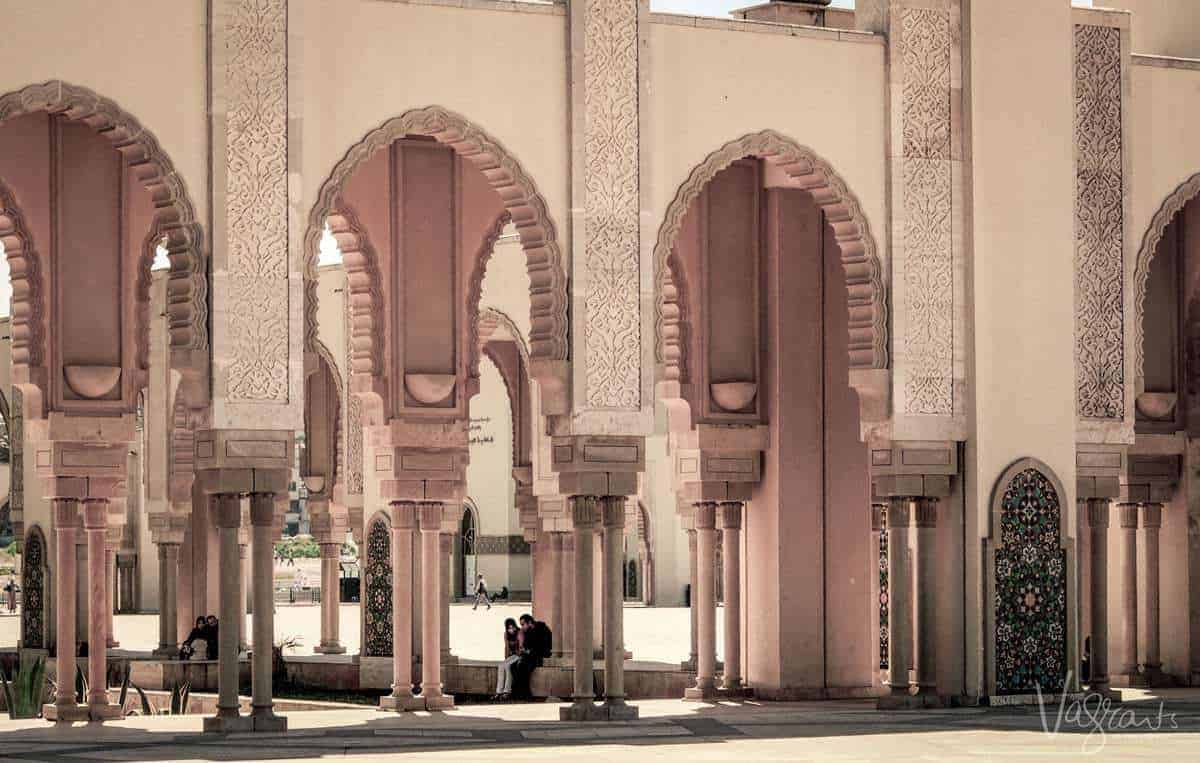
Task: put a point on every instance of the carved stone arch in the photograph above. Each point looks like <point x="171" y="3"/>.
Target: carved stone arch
<point x="865" y="290"/>
<point x="174" y="217"/>
<point x="1030" y="577"/>
<point x="486" y="324"/>
<point x="1171" y="206"/>
<point x="475" y="288"/>
<point x="549" y="338"/>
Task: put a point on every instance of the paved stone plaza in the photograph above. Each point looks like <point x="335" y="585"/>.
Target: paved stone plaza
<point x="669" y="731"/>
<point x="654" y="635"/>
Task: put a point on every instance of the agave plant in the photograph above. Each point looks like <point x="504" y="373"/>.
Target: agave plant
<point x="24" y="696"/>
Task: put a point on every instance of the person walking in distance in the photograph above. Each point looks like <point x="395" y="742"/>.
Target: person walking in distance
<point x="481" y="593"/>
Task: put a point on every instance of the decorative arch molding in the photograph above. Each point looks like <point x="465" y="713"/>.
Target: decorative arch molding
<point x="174" y="218"/>
<point x="475" y="288"/>
<point x="547" y="276"/>
<point x="867" y="295"/>
<point x="1171" y="206"/>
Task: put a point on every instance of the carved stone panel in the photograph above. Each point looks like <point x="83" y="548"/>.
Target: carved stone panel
<point x="1099" y="224"/>
<point x="606" y="187"/>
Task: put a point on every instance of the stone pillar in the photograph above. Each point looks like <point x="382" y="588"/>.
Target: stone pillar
<point x="1151" y="522"/>
<point x="705" y="604"/>
<point x="583" y="518"/>
<point x="1098" y="522"/>
<point x="109" y="588"/>
<point x="445" y="546"/>
<point x="168" y="571"/>
<point x="66" y="523"/>
<point x="613" y="518"/>
<point x="95" y="522"/>
<point x="330" y="599"/>
<point x="432" y="596"/>
<point x="899" y="596"/>
<point x="1128" y="516"/>
<point x="927" y="595"/>
<point x="693" y="581"/>
<point x="731" y="572"/>
<point x="567" y="592"/>
<point x="227" y="508"/>
<point x="403" y="523"/>
<point x="262" y="559"/>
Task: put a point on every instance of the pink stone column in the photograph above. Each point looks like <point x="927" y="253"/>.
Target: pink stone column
<point x="330" y="599"/>
<point x="109" y="588"/>
<point x="705" y="602"/>
<point x="731" y="572"/>
<point x="1128" y="517"/>
<point x="585" y="514"/>
<point x="1151" y="522"/>
<point x="227" y="510"/>
<point x="567" y="589"/>
<point x="1098" y="523"/>
<point x="168" y="580"/>
<point x="927" y="595"/>
<point x="66" y="523"/>
<point x="262" y="559"/>
<point x="899" y="596"/>
<point x="431" y="515"/>
<point x="95" y="522"/>
<point x="694" y="583"/>
<point x="613" y="520"/>
<point x="403" y="523"/>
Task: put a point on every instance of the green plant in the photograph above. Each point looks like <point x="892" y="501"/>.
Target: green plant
<point x="25" y="695"/>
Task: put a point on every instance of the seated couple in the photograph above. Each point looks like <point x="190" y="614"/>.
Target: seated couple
<point x="525" y="648"/>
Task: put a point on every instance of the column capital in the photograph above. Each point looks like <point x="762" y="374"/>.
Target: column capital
<point x="405" y="515"/>
<point x="1152" y="516"/>
<point x="1127" y="514"/>
<point x="705" y="516"/>
<point x="585" y="511"/>
<point x="1098" y="512"/>
<point x="731" y="515"/>
<point x="927" y="512"/>
<point x="899" y="512"/>
<point x="613" y="511"/>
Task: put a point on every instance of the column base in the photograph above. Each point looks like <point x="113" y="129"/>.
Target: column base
<point x="586" y="710"/>
<point x="401" y="704"/>
<point x="329" y="648"/>
<point x="265" y="720"/>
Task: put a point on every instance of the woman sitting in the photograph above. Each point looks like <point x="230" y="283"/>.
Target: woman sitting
<point x="513" y="637"/>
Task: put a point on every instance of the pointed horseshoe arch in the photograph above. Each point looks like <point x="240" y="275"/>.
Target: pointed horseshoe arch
<point x="526" y="206"/>
<point x="1171" y="206"/>
<point x="174" y="221"/>
<point x="864" y="275"/>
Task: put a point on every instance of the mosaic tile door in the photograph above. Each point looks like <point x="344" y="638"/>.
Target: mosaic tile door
<point x="1031" y="589"/>
<point x="377" y="598"/>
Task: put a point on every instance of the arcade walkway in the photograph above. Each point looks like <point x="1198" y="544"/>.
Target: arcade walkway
<point x="669" y="731"/>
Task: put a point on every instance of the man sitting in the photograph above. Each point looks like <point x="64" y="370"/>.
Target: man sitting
<point x="535" y="646"/>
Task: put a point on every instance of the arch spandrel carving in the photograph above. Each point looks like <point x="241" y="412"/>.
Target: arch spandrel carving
<point x="549" y="342"/>
<point x="865" y="277"/>
<point x="174" y="222"/>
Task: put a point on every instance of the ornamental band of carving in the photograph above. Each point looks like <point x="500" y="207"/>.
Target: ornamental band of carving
<point x="257" y="199"/>
<point x="928" y="212"/>
<point x="611" y="208"/>
<point x="1099" y="224"/>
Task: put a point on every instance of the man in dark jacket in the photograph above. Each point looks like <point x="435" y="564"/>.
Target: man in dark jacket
<point x="537" y="646"/>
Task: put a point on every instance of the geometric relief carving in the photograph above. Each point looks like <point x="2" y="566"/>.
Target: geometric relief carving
<point x="257" y="199"/>
<point x="1099" y="224"/>
<point x="612" y="204"/>
<point x="928" y="212"/>
<point x="1031" y="588"/>
<point x="377" y="596"/>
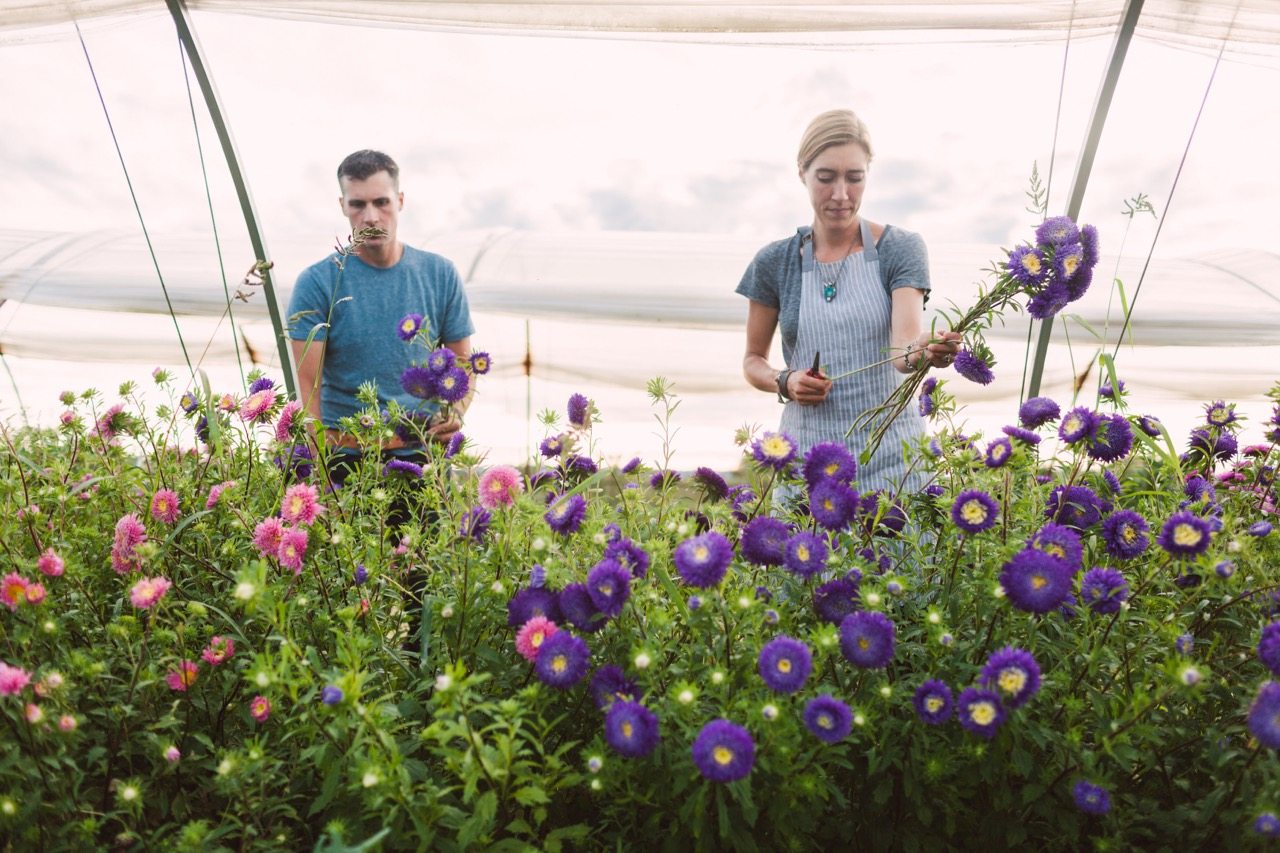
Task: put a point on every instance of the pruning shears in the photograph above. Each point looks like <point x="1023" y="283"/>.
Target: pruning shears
<point x="816" y="370"/>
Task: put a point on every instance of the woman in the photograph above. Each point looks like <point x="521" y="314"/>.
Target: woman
<point x="848" y="292"/>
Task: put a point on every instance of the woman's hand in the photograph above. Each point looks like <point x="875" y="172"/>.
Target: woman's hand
<point x="807" y="388"/>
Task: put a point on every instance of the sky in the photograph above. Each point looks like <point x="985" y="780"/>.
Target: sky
<point x="586" y="135"/>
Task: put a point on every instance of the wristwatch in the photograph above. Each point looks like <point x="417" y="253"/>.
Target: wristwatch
<point x="781" y="381"/>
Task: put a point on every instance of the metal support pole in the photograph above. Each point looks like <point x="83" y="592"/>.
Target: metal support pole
<point x="187" y="35"/>
<point x="1124" y="35"/>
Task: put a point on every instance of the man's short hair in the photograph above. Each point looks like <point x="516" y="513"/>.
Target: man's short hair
<point x="365" y="164"/>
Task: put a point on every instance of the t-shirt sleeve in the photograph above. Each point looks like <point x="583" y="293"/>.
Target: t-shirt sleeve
<point x="760" y="279"/>
<point x="908" y="263"/>
<point x="457" y="311"/>
<point x="307" y="308"/>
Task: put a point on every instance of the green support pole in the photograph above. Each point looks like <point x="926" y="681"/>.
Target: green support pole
<point x="1124" y="35"/>
<point x="187" y="35"/>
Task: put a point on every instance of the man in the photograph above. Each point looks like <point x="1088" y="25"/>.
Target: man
<point x="344" y="311"/>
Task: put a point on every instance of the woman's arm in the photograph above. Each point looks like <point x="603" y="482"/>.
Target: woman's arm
<point x="762" y="322"/>
<point x="910" y="341"/>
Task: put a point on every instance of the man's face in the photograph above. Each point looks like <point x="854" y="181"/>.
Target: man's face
<point x="373" y="203"/>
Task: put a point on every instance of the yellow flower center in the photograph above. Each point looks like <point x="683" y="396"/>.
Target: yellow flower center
<point x="1187" y="536"/>
<point x="982" y="712"/>
<point x="1013" y="680"/>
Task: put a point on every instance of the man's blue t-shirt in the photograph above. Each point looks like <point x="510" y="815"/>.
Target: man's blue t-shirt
<point x="356" y="313"/>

• • • •

PROBLEM TO WORK ON :: Exactly as given, transcribe every line of the data, but not its images.

SOLUTION FOR THIS PROBLEM ::
Task: put a point on every instance of the carved stone arch in the photograph above. Each point looks like <point x="171" y="3"/>.
Target: carved stone arch
<point x="865" y="290"/>
<point x="174" y="217"/>
<point x="1030" y="577"/>
<point x="486" y="324"/>
<point x="1171" y="206"/>
<point x="475" y="288"/>
<point x="549" y="338"/>
Task: put a point on every instance of the paved stone plaza in the photograph above. Each point looks like <point x="335" y="585"/>.
Target: paved stone plaza
<point x="669" y="731"/>
<point x="654" y="635"/>
Task: put a point on every instance of the agave plant in the photograph above. Each point looks like <point x="504" y="373"/>.
Target: agave plant
<point x="24" y="696"/>
Task: put a point on every instance of the person walking in distance in the photograph above. Each point looks like <point x="395" y="742"/>.
Target: person walking in distance
<point x="481" y="593"/>
Task: put a point on every instance of the decorative arch molding in the photograph above. Each point looks like <point x="465" y="713"/>.
Target: decorative arch molding
<point x="174" y="218"/>
<point x="475" y="288"/>
<point x="547" y="276"/>
<point x="867" y="295"/>
<point x="1171" y="206"/>
Task: put a point on every instance of the carved stone panel in the photograph above. Each point looks like <point x="83" y="548"/>.
Target: carved stone panel
<point x="1099" y="224"/>
<point x="606" y="187"/>
Task: put a point on every instance of the stone pillar in the photograph above. Each point looks like <point x="382" y="588"/>.
Target: stone pillar
<point x="1151" y="522"/>
<point x="705" y="604"/>
<point x="583" y="518"/>
<point x="1098" y="522"/>
<point x="109" y="588"/>
<point x="445" y="546"/>
<point x="168" y="571"/>
<point x="66" y="523"/>
<point x="613" y="518"/>
<point x="95" y="522"/>
<point x="330" y="599"/>
<point x="432" y="596"/>
<point x="899" y="596"/>
<point x="1128" y="516"/>
<point x="927" y="595"/>
<point x="693" y="581"/>
<point x="731" y="572"/>
<point x="567" y="592"/>
<point x="227" y="508"/>
<point x="403" y="523"/>
<point x="262" y="559"/>
Task: put a point on every instance of the pink stone column in the photograph above. Each point looks like <point x="927" y="253"/>.
Target: pink stone column
<point x="330" y="599"/>
<point x="109" y="588"/>
<point x="705" y="602"/>
<point x="731" y="572"/>
<point x="1128" y="517"/>
<point x="585" y="514"/>
<point x="1151" y="522"/>
<point x="227" y="510"/>
<point x="567" y="589"/>
<point x="1098" y="523"/>
<point x="168" y="580"/>
<point x="927" y="595"/>
<point x="66" y="523"/>
<point x="262" y="559"/>
<point x="899" y="596"/>
<point x="431" y="515"/>
<point x="95" y="522"/>
<point x="694" y="583"/>
<point x="613" y="520"/>
<point x="403" y="523"/>
Task: put a point on every instance of the green plant in the photograph above. Each point looks like <point x="892" y="501"/>.
Target: green plant
<point x="25" y="695"/>
Task: put a point on every instance of the seated couple in the photograph above. Each point looks like <point x="190" y="614"/>.
Target: seated couple
<point x="525" y="648"/>
Task: put a point on every instance of the column capital in the photograph above. Each point looks like <point x="762" y="374"/>.
Target: column capital
<point x="405" y="515"/>
<point x="1152" y="516"/>
<point x="1127" y="514"/>
<point x="705" y="516"/>
<point x="585" y="511"/>
<point x="1098" y="512"/>
<point x="731" y="515"/>
<point x="927" y="512"/>
<point x="899" y="512"/>
<point x="613" y="511"/>
Task: put a point on every instance of the column base in the photograph above. Each point looks like <point x="113" y="129"/>.
Target: column base
<point x="586" y="710"/>
<point x="401" y="704"/>
<point x="329" y="648"/>
<point x="265" y="720"/>
Task: put a point on every instance of the woman sitting in the photograph above. Each point looks like <point x="230" y="283"/>.
Target: woman sitting
<point x="513" y="637"/>
Task: put a point on every instance of the pointed horseshoe arch in the photograph above. Each point looks like <point x="240" y="275"/>.
Target: pointed horseshoe arch
<point x="526" y="206"/>
<point x="1171" y="206"/>
<point x="174" y="221"/>
<point x="864" y="275"/>
Task: put a point on every instance of the mosaic tile door in the photograph above. Each point looks like <point x="344" y="638"/>.
Target: mosaic tile door
<point x="1031" y="589"/>
<point x="377" y="598"/>
Task: put a point on every instance of the arcade walkway in the photograph above. Each point looks like <point x="1198" y="544"/>.
Target: arcade walkway
<point x="669" y="731"/>
Task: put a point on every instance of the man sitting in the photograph above. Each point looks like <point x="64" y="370"/>.
Target: man sitting
<point x="535" y="646"/>
Task: put a point on every instance of the arch spandrel carving in the photograph above. Each point looks like <point x="241" y="412"/>.
Target: arch spandrel carving
<point x="549" y="342"/>
<point x="865" y="277"/>
<point x="174" y="222"/>
Task: put a point on every instance of the ornamental band of carving in the photograph above. Each point looks like <point x="500" y="207"/>.
Target: ornamental band of carving
<point x="257" y="199"/>
<point x="928" y="212"/>
<point x="611" y="208"/>
<point x="1099" y="224"/>
Task: put a point on every instance of the man in dark jacket in the photograph above. Each point looks like <point x="435" y="564"/>.
Target: man in dark jacket
<point x="537" y="646"/>
Task: put a point on every instance of the geometric relief carving in the photograph above. Each point looks like <point x="2" y="566"/>.
Target: geometric relief carving
<point x="257" y="199"/>
<point x="1099" y="224"/>
<point x="612" y="204"/>
<point x="928" y="212"/>
<point x="1031" y="588"/>
<point x="377" y="596"/>
Task: put a point on every instance of the pruning shears in the photograph above. Each point looks like <point x="1023" y="283"/>.
Target: pruning shears
<point x="816" y="370"/>
Task: put a point on every instance of the woman in the photograph above. Each point looks like <point x="521" y="314"/>.
Target: woman
<point x="848" y="292"/>
Task: put a point on every instance of the woman's hand in the photograph above. Each point looks like <point x="875" y="172"/>.
Target: woman's hand
<point x="807" y="388"/>
Task: put a point on every instance of the sky in the photograph above. Each point looks like <point x="985" y="780"/>.
Target: sky
<point x="586" y="135"/>
Task: put a point on every instance of the wristwatch in the photograph above. Each point looks like <point x="417" y="253"/>.
Target: wristwatch
<point x="781" y="381"/>
Task: put a point on every instance of the metal support pole in the photograph above. Each point looks like <point x="83" y="592"/>.
Target: metal support pole
<point x="187" y="35"/>
<point x="1124" y="35"/>
Task: put a point on every instance of the man's short hair in the photograph above. Each point looks like <point x="516" y="513"/>.
Target: man's short hair
<point x="365" y="164"/>
Task: put a point on every instance of the t-shirt sleeve in the photograph above. Each point looks like <point x="583" y="293"/>.
Target: t-shirt sleeve
<point x="760" y="279"/>
<point x="908" y="263"/>
<point x="457" y="311"/>
<point x="307" y="308"/>
Task: put a point on every instance of the green support pole in the photograph above. Each point looks like <point x="926" y="681"/>.
Target: green support pole
<point x="1124" y="35"/>
<point x="187" y="35"/>
Task: put a point on every instance of the man in the photograph above. Each point looks like <point x="1088" y="25"/>.
Target: man
<point x="344" y="311"/>
Task: put a point on every instance of the woman's arm in the photograph above. Each point looks like <point x="603" y="482"/>.
Target: woman's arm
<point x="762" y="322"/>
<point x="910" y="341"/>
Task: put a point on every instance of the man's face in the photograph above. Each point looks like <point x="854" y="181"/>.
Target: man's face
<point x="373" y="203"/>
Task: put a point on every instance of the yellow flower center in the photograph above. Each point looks like <point x="683" y="396"/>.
Target: yellow flower center
<point x="1187" y="536"/>
<point x="982" y="712"/>
<point x="1013" y="680"/>
Task: put a point on every instance of the man's blue t-shirt in the photograph above. Each point looks like <point x="510" y="815"/>.
Target: man's blue t-shirt
<point x="356" y="313"/>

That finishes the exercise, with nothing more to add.